**What the exercise asks**
Repeat every line from the line containing "In the picture above, where can the bird's talon" to the end of the data, exactly. Leave the pictures out.

Point labeling examples
━━━━━━━━

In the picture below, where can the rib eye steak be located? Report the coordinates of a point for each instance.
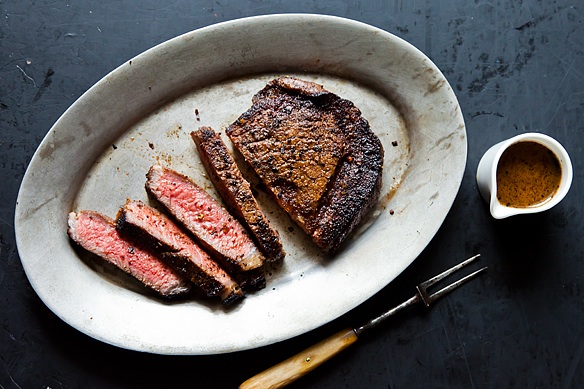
(97, 234)
(236, 191)
(138, 220)
(315, 153)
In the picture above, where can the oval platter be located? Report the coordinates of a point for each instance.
(97, 154)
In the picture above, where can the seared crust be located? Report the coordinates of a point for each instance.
(236, 192)
(315, 153)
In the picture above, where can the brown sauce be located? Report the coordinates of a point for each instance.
(528, 174)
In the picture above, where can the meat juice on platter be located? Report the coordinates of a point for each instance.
(313, 151)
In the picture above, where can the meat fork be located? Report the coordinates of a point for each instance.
(304, 362)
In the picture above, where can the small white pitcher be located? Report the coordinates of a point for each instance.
(487, 175)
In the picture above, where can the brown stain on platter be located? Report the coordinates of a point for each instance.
(528, 175)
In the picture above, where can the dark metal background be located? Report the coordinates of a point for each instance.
(516, 66)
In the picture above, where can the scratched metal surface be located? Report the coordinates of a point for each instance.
(515, 67)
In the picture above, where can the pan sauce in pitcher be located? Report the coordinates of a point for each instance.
(528, 174)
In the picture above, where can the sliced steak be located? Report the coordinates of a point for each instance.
(97, 234)
(215, 229)
(141, 221)
(236, 192)
(315, 153)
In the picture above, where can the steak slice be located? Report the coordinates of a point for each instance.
(215, 229)
(141, 221)
(97, 234)
(236, 192)
(315, 153)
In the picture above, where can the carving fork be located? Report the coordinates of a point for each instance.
(304, 362)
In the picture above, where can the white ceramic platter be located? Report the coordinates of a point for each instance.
(97, 153)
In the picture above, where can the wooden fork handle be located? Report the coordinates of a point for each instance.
(302, 363)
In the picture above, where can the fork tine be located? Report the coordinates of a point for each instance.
(426, 284)
(435, 296)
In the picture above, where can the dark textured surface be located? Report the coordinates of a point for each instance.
(515, 67)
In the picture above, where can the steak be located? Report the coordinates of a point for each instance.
(215, 229)
(97, 234)
(138, 220)
(315, 153)
(236, 192)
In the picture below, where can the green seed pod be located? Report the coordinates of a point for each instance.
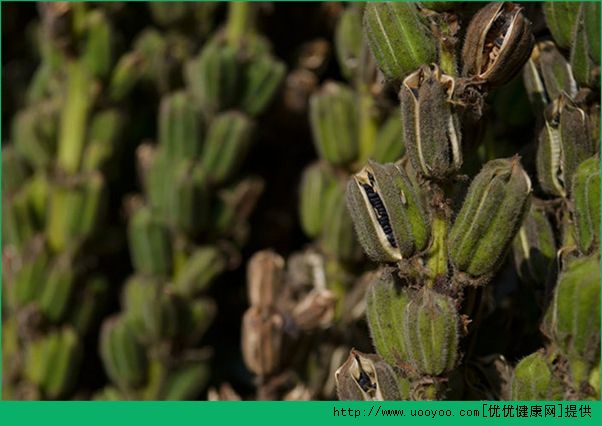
(149, 244)
(226, 145)
(33, 133)
(498, 43)
(316, 182)
(180, 126)
(94, 198)
(547, 74)
(491, 215)
(186, 204)
(214, 77)
(123, 356)
(151, 312)
(199, 271)
(97, 53)
(337, 237)
(564, 142)
(262, 77)
(52, 362)
(591, 15)
(388, 213)
(586, 204)
(390, 144)
(399, 38)
(366, 377)
(197, 317)
(534, 380)
(385, 306)
(442, 6)
(430, 124)
(151, 47)
(63, 362)
(573, 317)
(594, 381)
(581, 62)
(74, 118)
(234, 204)
(75, 208)
(28, 280)
(348, 41)
(534, 247)
(431, 328)
(88, 304)
(186, 382)
(333, 119)
(58, 288)
(103, 137)
(561, 18)
(124, 76)
(18, 220)
(14, 170)
(166, 14)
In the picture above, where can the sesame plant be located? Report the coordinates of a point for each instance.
(441, 237)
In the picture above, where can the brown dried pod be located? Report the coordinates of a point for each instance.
(315, 310)
(498, 43)
(366, 377)
(265, 274)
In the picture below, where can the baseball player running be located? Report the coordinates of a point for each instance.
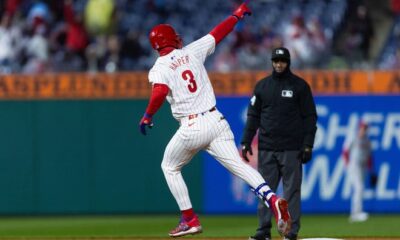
(179, 76)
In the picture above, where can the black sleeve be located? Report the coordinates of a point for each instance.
(253, 118)
(309, 115)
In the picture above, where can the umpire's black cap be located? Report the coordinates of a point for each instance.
(280, 53)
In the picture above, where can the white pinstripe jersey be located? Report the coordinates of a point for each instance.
(183, 71)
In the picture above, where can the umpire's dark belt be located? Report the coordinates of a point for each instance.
(192, 116)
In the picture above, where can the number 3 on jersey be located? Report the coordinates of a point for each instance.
(188, 75)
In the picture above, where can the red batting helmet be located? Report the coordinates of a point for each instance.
(164, 35)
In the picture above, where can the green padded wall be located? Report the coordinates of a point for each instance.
(78, 157)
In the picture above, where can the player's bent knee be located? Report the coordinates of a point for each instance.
(168, 169)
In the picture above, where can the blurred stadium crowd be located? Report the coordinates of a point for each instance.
(111, 35)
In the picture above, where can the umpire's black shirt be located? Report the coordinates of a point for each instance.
(283, 109)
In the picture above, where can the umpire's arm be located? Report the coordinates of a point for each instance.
(253, 119)
(309, 115)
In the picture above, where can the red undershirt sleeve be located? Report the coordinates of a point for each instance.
(158, 95)
(224, 28)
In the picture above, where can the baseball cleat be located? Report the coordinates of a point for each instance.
(185, 228)
(283, 221)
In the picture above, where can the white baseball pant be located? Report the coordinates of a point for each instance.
(211, 132)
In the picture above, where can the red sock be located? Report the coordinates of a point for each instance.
(272, 200)
(188, 214)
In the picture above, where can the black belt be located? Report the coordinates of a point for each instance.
(192, 116)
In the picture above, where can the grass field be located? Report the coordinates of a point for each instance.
(156, 227)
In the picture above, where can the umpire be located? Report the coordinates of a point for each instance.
(282, 108)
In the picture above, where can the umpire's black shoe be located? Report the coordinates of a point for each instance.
(292, 237)
(259, 238)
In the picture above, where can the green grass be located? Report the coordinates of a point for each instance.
(214, 226)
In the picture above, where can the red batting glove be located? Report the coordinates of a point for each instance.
(146, 121)
(242, 11)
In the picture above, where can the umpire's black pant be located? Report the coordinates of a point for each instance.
(274, 166)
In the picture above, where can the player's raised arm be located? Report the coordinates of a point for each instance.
(226, 26)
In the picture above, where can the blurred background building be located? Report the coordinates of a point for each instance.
(111, 35)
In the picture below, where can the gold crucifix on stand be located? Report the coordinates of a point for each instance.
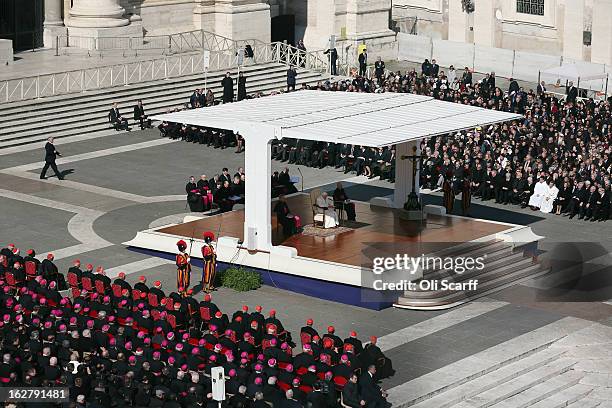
(413, 203)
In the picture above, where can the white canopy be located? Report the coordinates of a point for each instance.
(575, 72)
(367, 119)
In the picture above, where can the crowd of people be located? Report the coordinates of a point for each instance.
(561, 145)
(112, 344)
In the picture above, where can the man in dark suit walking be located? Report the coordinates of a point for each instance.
(50, 155)
(140, 116)
(291, 78)
(370, 391)
(118, 121)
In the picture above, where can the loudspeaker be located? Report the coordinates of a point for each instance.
(252, 239)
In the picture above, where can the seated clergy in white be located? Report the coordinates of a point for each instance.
(325, 205)
(540, 189)
(550, 196)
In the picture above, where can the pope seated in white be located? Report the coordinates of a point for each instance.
(325, 205)
(540, 189)
(550, 196)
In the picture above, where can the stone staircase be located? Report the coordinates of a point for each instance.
(564, 364)
(544, 378)
(86, 113)
(504, 266)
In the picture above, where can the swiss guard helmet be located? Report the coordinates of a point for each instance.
(209, 237)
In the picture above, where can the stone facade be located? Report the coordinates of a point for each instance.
(352, 21)
(498, 23)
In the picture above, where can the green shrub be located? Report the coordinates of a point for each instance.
(240, 279)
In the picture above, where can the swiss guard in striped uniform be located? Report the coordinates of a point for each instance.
(210, 262)
(449, 193)
(183, 268)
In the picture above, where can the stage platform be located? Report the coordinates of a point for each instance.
(328, 267)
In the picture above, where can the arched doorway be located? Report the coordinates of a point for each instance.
(22, 22)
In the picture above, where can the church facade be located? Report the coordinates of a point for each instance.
(313, 21)
(575, 29)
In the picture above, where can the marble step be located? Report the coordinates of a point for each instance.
(492, 379)
(551, 387)
(519, 384)
(567, 398)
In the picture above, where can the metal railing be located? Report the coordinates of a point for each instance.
(171, 66)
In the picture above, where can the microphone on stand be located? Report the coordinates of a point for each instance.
(302, 177)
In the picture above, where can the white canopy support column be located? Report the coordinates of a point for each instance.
(258, 190)
(403, 173)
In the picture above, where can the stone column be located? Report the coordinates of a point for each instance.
(485, 24)
(601, 33)
(235, 19)
(573, 28)
(457, 22)
(95, 19)
(367, 21)
(53, 25)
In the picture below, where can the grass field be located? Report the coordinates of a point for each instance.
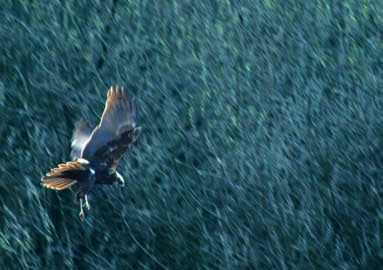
(262, 133)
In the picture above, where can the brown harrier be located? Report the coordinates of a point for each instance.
(97, 154)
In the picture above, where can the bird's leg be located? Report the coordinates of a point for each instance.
(82, 216)
(86, 202)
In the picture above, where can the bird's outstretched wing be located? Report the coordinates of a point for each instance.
(80, 138)
(116, 131)
(65, 175)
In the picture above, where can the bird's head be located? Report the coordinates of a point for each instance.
(118, 181)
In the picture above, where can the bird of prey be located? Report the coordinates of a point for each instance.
(96, 155)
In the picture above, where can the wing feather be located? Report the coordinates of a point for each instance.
(80, 137)
(116, 130)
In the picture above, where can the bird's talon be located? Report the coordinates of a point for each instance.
(87, 203)
(82, 216)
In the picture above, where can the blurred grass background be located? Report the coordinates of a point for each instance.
(262, 133)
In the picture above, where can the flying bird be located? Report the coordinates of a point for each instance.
(96, 154)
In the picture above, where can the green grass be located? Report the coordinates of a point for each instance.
(262, 134)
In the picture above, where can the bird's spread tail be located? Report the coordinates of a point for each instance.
(64, 176)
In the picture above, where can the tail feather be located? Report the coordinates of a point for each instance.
(64, 176)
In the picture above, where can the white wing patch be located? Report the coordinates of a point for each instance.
(80, 138)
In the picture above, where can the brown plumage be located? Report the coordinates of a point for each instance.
(96, 155)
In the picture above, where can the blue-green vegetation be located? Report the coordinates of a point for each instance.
(262, 133)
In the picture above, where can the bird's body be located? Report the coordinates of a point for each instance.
(97, 154)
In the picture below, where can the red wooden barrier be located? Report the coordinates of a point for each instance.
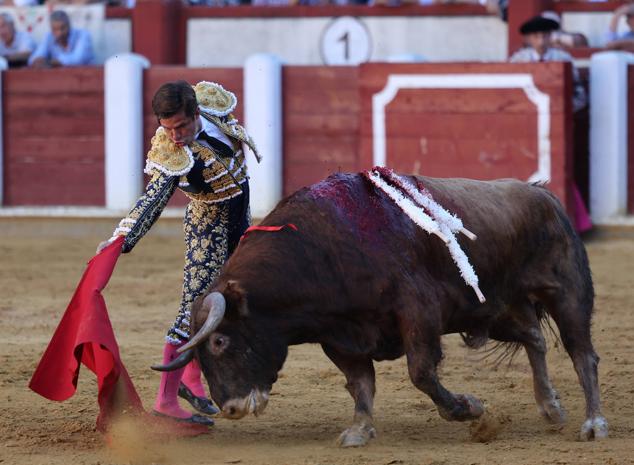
(321, 123)
(469, 130)
(53, 137)
(630, 140)
(54, 143)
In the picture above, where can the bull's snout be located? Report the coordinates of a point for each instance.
(254, 403)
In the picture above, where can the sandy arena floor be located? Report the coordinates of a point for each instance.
(41, 263)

━━━━━━━━

**Written solution**
In the picture above, where can the bird's talon be located? Report the coordinates of a point for each instance.
(87, 203)
(82, 216)
In the picture above, where can the blurred grass background be located? Report the coordinates of a point for each instance.
(262, 133)
In the picture above, where can the flying bird be located? Report the coordinates of a point for each instance.
(96, 154)
In the picture above, where can the green grass be located? Report the coordinates of a point for each instance.
(262, 134)
In the picture above, where can the bird's spread tail be located? Report the coordinates of a point for each instance.
(64, 176)
In the picture above, where can the tail feather be located? Report the coordinates of a point for each instance.
(64, 176)
In the picture above, where can the white wing patch be located? Report the coordinates of a point for each instance.
(80, 138)
In the picture above, where can the brown plumage be located? Report the coordinates of a point for each instance.
(96, 155)
In the picture above, where can the blue-green vegetation be located? Report the coordinates of a point for each instance.
(262, 133)
In the picture above, where can the bird's body be located? Report the coordinates of a point for each instance.
(97, 154)
In the picture below, where can the red wooden barrier be located? Report the coordinates of a point for each instance.
(321, 123)
(469, 130)
(53, 137)
(630, 140)
(54, 143)
In the picture above, where can the bull's snout be located? Report the coordinates of a point for each instance.
(254, 403)
In the picture above, where can the sandy arena floor be located? Report the coordinates of a point for each instance.
(41, 263)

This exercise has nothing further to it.